WHAT IS REQUIRED :: The data below needs to be returned exactly, line for line.

[Referring expression pointing data]
★ ★ ★ ★ ★ ★ ★

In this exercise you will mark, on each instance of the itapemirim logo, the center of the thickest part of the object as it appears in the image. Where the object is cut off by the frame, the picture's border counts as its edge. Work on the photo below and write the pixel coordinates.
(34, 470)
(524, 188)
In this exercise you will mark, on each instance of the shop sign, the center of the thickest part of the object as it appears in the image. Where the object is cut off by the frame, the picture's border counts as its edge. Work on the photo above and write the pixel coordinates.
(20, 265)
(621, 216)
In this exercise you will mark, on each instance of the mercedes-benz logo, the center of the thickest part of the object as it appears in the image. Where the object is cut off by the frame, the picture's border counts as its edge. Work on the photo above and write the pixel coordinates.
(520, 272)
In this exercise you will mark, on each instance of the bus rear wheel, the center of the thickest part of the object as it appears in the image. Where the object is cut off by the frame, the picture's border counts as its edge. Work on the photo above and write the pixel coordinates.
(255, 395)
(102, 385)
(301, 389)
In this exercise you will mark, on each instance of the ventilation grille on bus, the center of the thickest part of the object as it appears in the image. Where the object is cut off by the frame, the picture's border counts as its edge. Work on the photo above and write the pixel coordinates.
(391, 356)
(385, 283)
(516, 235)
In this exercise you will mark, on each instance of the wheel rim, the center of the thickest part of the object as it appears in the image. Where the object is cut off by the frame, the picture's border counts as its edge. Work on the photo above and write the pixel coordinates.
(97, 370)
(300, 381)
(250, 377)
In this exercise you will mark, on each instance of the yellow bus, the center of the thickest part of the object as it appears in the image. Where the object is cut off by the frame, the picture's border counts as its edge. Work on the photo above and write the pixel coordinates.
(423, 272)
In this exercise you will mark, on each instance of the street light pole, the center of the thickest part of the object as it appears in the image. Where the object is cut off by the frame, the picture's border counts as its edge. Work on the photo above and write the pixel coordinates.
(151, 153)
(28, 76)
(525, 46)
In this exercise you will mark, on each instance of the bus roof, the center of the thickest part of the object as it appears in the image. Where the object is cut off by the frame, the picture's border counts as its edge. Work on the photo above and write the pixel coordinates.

★ ★ ★ ★ ★ ★ ★

WRITTEN REPLY ::
In this exercise you will mark, on each instance of the itapemirim logo, the center of the thickest part of the object as it appears in the image. Where the object is cut off by the frame, the picture's border counts as its edge. Work on the photo below and write the pixel coordinates.
(34, 470)
(524, 188)
In this exercise you will mark, on each instance of the shop sign, the center of the thickest part of the object as it appears in the image. Where the object is cut off by the frame, the picture's border counts as its edge. Work on the photo above and write the pixel coordinates.
(20, 265)
(621, 216)
In this exercise you will mark, on each instance of the mercedes-benz logo, the center of the thickest part of the object as it appears in the image. Where the object is cut off by the frame, the picture's border counts as its edge. Work on the photo above and write the pixel coordinates.
(520, 272)
In this exercise you will mark, on each instance of the bus rear wheel, the center of the thickest part of the object as it appears in the image. Where the object is cut off by the frame, the picture's border counts as its edge. Work on the photo above and write the pixel coordinates.
(255, 395)
(102, 385)
(301, 389)
In this exercise you will mark, on each instance of the ventilation grille on bus, the center of the thickest part of the object as it appears in the image. Where the object is cut off by the frame, the picture's border counts as its edge. Work on the photo above and write the pixel coordinates.
(391, 356)
(385, 283)
(516, 235)
In this exercise you will mark, on each instance of the wheel rim, the center of the thickest part of the object as it appears in the image. Where the object is cut off by the frame, the picture's border counts as its edge. Work on the photo above and write the pixel coordinates.
(97, 370)
(300, 381)
(250, 377)
In this exercise you will mark, on each instance of the yellow bus, the center of the thickest part of the object as it appears in the image. Where the object is cut off by the frame, the picture's border counts as its edge. Work on the photo above and write the pixel coordinates.
(423, 272)
In this exercise you will mark, on each instance of the street light pole, the center of the thickest part of the object as it appears in the image. Where the object is cut off by the frame, the picture's border counts as its edge. Work on the photo above and write the pixel coordinates.
(151, 153)
(28, 76)
(525, 46)
In this exercise you will mark, on each instance of the bus roof, the center of the thickest part of the object as it appears in the image. Where the object is cut off by the frame, the picture's border counts as its edge. Work on the photo above and write the pixel coordinates.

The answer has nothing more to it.